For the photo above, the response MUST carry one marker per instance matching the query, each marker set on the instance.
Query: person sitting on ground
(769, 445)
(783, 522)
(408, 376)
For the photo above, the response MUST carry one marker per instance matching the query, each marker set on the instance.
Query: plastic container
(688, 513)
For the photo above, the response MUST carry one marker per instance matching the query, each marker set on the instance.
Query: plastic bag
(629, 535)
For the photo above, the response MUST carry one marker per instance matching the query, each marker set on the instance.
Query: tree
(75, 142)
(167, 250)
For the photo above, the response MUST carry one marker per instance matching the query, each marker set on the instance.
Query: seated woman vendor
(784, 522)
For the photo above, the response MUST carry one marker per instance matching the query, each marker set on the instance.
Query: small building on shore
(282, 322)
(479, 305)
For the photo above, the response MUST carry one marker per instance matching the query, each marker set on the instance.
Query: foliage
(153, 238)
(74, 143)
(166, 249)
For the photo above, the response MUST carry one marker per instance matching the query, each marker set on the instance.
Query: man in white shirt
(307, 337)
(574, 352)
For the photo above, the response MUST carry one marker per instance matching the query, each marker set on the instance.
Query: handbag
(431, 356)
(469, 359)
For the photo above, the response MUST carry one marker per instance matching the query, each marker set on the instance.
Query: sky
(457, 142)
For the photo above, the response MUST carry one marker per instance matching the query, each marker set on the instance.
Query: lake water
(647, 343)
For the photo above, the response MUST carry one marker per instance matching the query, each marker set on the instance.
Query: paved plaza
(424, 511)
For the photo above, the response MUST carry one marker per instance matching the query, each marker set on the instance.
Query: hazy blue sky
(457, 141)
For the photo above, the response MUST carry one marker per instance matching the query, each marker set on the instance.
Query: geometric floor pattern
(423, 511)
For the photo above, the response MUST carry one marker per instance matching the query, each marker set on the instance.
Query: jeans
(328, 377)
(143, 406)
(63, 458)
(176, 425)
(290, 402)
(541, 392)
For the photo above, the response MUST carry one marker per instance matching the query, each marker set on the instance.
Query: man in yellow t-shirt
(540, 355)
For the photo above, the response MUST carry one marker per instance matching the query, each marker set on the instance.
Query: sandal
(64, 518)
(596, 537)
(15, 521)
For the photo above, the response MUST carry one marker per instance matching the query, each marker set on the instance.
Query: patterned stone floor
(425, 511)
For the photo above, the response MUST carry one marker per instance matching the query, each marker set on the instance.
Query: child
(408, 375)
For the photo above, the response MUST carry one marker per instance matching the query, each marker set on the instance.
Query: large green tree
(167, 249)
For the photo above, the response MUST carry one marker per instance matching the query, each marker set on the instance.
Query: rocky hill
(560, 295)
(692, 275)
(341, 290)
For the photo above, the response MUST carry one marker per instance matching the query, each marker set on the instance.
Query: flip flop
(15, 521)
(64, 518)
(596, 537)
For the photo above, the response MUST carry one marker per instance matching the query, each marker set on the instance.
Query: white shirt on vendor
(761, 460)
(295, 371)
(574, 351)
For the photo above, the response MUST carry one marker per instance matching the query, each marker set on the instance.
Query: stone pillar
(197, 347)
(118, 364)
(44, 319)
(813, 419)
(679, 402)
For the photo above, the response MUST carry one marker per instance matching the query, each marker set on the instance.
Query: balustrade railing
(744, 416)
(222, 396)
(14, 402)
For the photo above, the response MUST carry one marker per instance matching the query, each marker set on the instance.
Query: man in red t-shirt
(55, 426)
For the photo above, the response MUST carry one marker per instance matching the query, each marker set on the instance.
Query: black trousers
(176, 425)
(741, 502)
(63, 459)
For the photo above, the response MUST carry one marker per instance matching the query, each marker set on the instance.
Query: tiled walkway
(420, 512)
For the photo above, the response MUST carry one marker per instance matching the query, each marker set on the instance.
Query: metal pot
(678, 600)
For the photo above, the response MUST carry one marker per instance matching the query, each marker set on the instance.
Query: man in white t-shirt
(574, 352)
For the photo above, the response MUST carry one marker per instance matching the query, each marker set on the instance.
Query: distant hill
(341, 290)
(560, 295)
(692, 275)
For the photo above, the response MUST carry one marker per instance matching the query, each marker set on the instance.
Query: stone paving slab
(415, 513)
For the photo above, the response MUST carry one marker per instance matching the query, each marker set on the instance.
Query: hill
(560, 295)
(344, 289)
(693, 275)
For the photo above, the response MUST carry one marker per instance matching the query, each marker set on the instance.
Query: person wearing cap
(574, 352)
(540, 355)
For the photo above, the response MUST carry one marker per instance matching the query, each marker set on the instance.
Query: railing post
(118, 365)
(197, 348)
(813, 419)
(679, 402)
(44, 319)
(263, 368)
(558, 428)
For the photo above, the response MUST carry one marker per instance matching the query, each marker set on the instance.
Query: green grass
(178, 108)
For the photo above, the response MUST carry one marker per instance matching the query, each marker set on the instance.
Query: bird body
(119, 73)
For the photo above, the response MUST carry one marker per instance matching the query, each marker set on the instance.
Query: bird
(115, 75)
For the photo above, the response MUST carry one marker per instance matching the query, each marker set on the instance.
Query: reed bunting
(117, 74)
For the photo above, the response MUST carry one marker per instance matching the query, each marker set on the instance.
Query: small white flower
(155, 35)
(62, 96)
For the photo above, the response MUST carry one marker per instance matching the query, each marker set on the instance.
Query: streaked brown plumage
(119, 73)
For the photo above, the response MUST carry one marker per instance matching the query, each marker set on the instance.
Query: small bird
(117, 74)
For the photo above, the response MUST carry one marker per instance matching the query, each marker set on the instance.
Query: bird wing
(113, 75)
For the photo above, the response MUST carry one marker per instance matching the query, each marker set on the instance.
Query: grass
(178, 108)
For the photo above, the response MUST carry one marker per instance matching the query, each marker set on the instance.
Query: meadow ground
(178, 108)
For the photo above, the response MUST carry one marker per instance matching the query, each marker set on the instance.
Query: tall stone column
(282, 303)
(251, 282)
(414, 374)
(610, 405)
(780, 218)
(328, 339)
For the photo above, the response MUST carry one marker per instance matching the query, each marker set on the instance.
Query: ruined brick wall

### EXERCISE AIM:
Display every line of the entries above that contains the word "white".

### SOLUTION BELOW:
Query: man in white shirt
Query: white shirt on vendor
Query: man in white t-shirt
Query: small white flower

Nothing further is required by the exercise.